> [TASK GOAL]: Of the material below, only the lines from the line containing "Target: cow nose" down to the line containing "shape [[545, 535]]." belong in the answer, written out exactly.

> [EXTRACTED RECORDS]:
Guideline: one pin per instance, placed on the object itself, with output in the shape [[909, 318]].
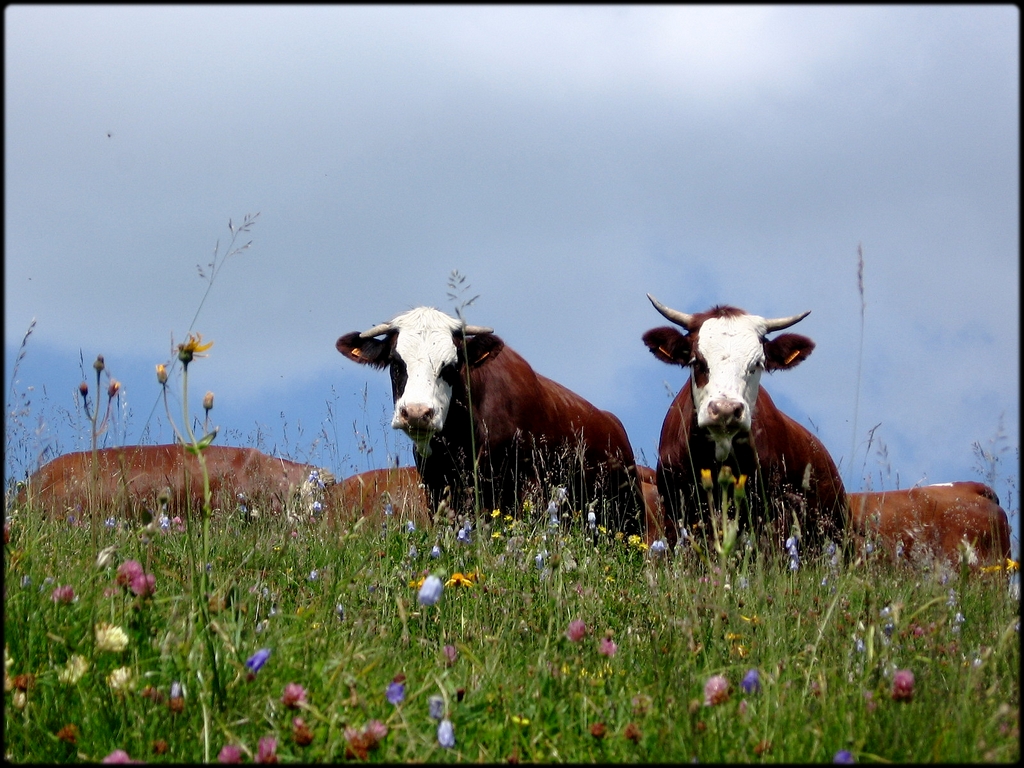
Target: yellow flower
[[111, 638], [120, 679], [77, 667], [193, 347]]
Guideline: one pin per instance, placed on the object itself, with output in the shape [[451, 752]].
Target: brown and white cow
[[940, 521], [165, 479], [723, 417], [526, 432], [369, 494]]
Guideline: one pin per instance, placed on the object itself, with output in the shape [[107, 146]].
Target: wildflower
[[450, 654], [716, 690], [301, 733], [903, 685], [435, 707], [294, 695], [111, 638], [430, 592], [229, 754], [395, 692], [266, 750], [445, 734], [256, 660], [193, 347], [577, 630], [77, 667], [64, 594], [120, 679], [751, 682]]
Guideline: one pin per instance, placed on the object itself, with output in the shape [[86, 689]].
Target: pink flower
[[577, 631], [294, 695], [903, 685], [266, 751], [143, 585], [128, 571], [64, 594], [607, 647], [229, 754], [716, 690]]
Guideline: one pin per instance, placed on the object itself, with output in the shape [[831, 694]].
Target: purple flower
[[577, 630], [445, 734], [64, 594], [751, 682], [903, 685], [294, 695], [256, 660], [229, 754], [395, 692], [716, 690], [431, 590], [266, 750]]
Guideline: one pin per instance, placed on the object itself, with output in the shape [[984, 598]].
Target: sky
[[561, 162]]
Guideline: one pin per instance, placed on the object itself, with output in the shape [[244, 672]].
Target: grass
[[825, 639]]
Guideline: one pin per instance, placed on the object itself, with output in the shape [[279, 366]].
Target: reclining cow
[[723, 418], [470, 403]]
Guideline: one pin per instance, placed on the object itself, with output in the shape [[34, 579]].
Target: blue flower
[[430, 592], [395, 692], [751, 682], [256, 660], [445, 734]]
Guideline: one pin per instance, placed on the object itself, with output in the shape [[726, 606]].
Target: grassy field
[[547, 644]]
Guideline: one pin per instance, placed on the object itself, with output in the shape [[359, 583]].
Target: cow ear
[[481, 347], [669, 345], [367, 351], [786, 350]]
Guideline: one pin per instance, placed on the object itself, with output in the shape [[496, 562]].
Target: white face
[[730, 359], [426, 351]]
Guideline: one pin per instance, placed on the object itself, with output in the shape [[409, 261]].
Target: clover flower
[[716, 690], [110, 638], [395, 692], [751, 682], [431, 590], [255, 663], [445, 734], [902, 685], [577, 631], [229, 754], [294, 695]]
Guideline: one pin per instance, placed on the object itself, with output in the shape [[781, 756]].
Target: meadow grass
[[338, 610]]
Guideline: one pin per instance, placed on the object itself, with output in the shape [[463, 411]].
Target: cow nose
[[417, 416], [725, 412]]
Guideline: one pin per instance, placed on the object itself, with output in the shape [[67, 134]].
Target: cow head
[[425, 351], [726, 351]]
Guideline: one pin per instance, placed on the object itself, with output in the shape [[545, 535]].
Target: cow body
[[935, 522], [723, 418], [526, 432], [368, 494], [164, 479]]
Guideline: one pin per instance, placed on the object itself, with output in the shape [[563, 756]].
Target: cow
[[369, 494], [166, 479], [475, 409], [942, 521], [723, 417]]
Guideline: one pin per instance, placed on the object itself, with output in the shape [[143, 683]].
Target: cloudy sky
[[565, 161]]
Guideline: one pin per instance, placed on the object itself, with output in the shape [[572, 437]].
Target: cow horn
[[383, 328], [680, 318], [779, 323]]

> [ANSWER SECTION]:
Target: cow nose
[[417, 416], [725, 412]]
Guideline: one pin per instance, placed on the object itself, with output in the shape [[67, 134]].
Target: cow head
[[425, 351], [726, 351]]
Guideline: one pin per instance, placed on the object itself, with output in the shape [[545, 535]].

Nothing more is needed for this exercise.